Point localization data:
- Opening Delimiter -
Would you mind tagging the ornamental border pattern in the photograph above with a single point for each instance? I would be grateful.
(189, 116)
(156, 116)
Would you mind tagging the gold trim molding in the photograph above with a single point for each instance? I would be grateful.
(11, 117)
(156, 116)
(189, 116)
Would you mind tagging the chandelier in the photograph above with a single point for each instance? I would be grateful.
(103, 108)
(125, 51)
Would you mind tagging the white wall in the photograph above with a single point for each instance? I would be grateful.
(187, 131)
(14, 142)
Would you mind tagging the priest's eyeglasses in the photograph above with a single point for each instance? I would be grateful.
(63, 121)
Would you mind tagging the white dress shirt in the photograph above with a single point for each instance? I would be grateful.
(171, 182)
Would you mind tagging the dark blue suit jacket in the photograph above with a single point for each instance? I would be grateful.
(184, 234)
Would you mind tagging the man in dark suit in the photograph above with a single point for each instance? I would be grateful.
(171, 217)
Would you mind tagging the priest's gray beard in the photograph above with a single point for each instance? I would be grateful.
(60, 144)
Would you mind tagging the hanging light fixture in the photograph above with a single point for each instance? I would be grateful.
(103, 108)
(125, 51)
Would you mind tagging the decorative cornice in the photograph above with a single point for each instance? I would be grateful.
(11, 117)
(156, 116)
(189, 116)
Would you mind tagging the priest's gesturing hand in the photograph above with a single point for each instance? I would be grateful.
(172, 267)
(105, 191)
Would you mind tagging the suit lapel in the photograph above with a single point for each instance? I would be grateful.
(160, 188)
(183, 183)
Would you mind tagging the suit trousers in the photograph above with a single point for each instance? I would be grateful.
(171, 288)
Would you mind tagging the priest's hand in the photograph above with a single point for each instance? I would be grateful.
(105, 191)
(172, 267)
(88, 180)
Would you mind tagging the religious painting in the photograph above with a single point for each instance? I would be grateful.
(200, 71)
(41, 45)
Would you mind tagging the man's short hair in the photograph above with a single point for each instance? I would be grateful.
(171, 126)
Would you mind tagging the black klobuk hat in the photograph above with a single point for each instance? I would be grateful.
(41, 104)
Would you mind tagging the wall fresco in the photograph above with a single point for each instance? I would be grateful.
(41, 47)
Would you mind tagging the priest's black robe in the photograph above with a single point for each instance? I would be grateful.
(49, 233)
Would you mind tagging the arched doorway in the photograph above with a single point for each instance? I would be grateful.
- Closing Delimiter -
- Opening Delimiter -
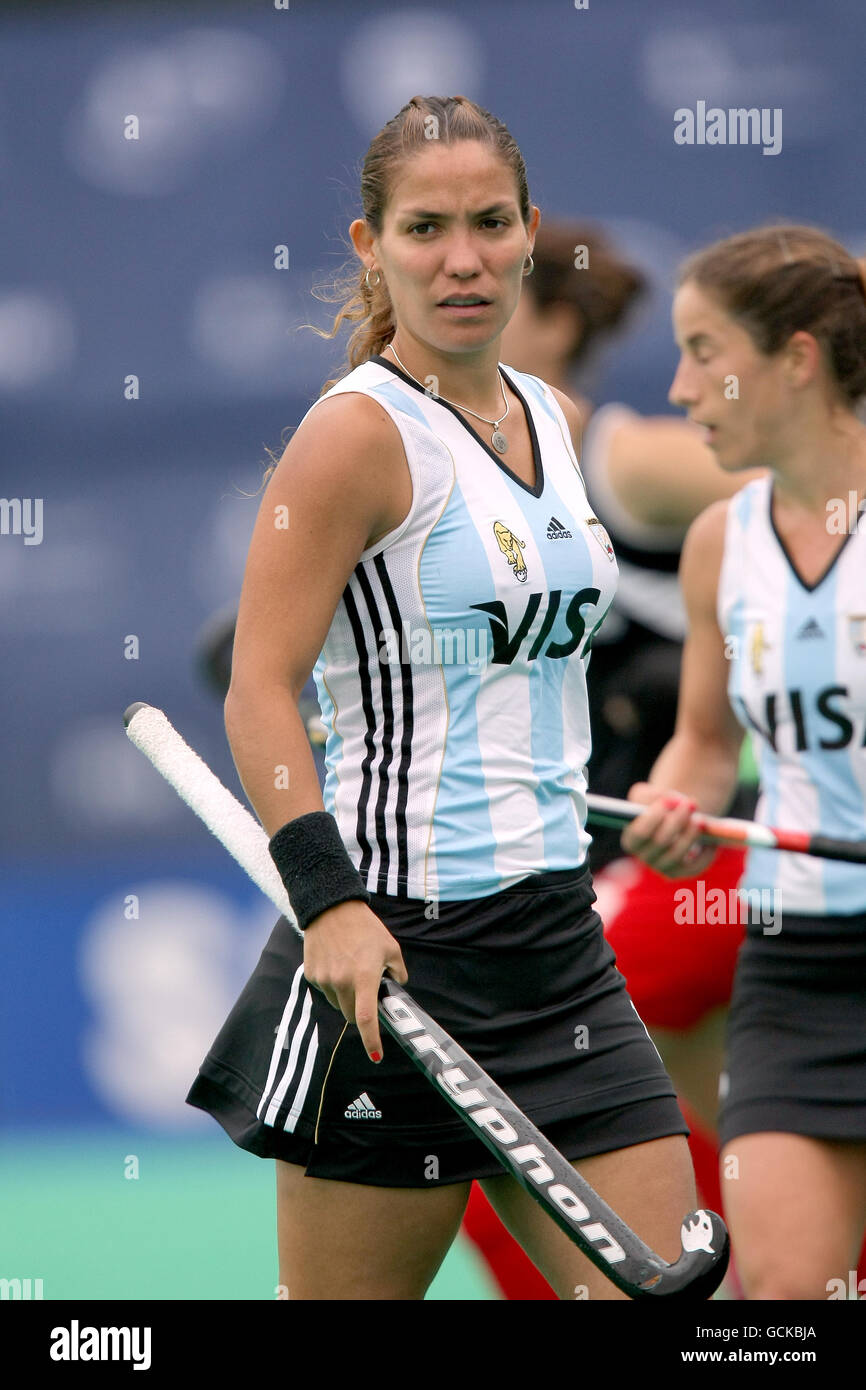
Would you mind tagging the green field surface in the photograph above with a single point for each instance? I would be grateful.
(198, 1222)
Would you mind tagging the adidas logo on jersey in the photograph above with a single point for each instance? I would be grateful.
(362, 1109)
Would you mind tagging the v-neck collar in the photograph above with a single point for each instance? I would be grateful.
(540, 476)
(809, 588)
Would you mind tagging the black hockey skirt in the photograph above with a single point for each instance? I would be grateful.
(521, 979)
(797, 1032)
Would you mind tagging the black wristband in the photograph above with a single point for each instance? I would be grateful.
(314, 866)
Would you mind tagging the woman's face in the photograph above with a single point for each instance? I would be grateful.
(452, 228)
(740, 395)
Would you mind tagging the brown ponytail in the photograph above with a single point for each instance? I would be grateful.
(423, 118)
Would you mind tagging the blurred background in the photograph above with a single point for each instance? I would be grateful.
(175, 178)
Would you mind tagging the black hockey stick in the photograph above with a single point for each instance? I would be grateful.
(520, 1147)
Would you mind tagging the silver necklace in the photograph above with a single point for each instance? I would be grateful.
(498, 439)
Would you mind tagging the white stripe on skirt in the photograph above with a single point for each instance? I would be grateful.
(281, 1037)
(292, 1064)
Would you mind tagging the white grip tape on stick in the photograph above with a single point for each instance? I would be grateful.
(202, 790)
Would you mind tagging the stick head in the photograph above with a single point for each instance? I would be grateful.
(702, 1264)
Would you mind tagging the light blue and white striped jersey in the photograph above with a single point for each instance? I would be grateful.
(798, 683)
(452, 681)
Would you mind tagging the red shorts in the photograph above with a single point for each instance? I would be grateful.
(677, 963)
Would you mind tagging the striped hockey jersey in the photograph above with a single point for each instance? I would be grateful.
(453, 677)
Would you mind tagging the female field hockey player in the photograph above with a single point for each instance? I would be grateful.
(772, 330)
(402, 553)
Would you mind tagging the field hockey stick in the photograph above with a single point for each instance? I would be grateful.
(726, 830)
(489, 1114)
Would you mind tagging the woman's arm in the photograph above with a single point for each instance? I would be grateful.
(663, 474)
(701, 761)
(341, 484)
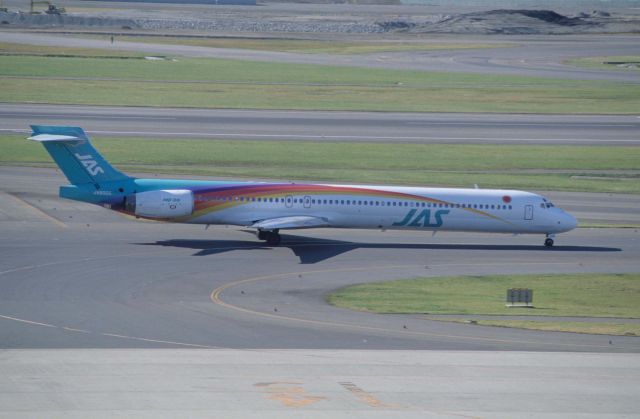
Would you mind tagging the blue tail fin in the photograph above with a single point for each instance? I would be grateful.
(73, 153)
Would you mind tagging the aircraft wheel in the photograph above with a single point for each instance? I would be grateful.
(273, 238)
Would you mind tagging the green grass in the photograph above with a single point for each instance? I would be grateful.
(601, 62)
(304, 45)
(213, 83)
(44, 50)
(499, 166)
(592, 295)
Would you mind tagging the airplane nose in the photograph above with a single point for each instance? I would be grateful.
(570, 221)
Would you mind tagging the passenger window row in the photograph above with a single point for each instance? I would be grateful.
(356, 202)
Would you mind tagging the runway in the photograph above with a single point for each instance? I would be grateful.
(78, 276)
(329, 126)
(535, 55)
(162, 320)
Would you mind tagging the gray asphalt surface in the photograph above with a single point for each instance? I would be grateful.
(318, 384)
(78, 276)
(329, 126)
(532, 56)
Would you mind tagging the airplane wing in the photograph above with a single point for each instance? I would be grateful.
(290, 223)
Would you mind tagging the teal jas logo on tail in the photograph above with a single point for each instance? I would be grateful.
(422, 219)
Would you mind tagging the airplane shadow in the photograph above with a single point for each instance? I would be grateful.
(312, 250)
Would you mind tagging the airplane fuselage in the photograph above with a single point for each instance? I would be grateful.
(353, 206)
- Closing Delimiter -
#### Exercise instructions:
Copy out the lines above exactly, beginning at the one that contains "Would you mind tagging the priest's hand" and ending at the one that contains "Would you mind tagging the arched".

#### Reply:
Would you mind tagging the priest's hand in the photograph above with a single point for each instance? I would be grateful.
(105, 191)
(172, 267)
(88, 180)
Would you mind tagging the religious painting in the photograph above with a single point for each instance? I would be grateful.
(200, 71)
(41, 45)
Would you mind tagging the man's short hair in the photograph above with a single point for each instance? I would be grateful.
(171, 126)
Would you mind tagging the black klobuk hat in the photograph above with a single point for each instance? I would be grateful.
(41, 104)
Would you mind tagging the wall fresco in the photograph above with a single point for each instance? I would be grateful.
(41, 47)
Would you mind tagging the priest's black robe in the photograph above with a single point for each instance? I would be grateful.
(49, 233)
Would you mind tagging the arched doorway in the photograph above with a single point for each instance? I would be grateful.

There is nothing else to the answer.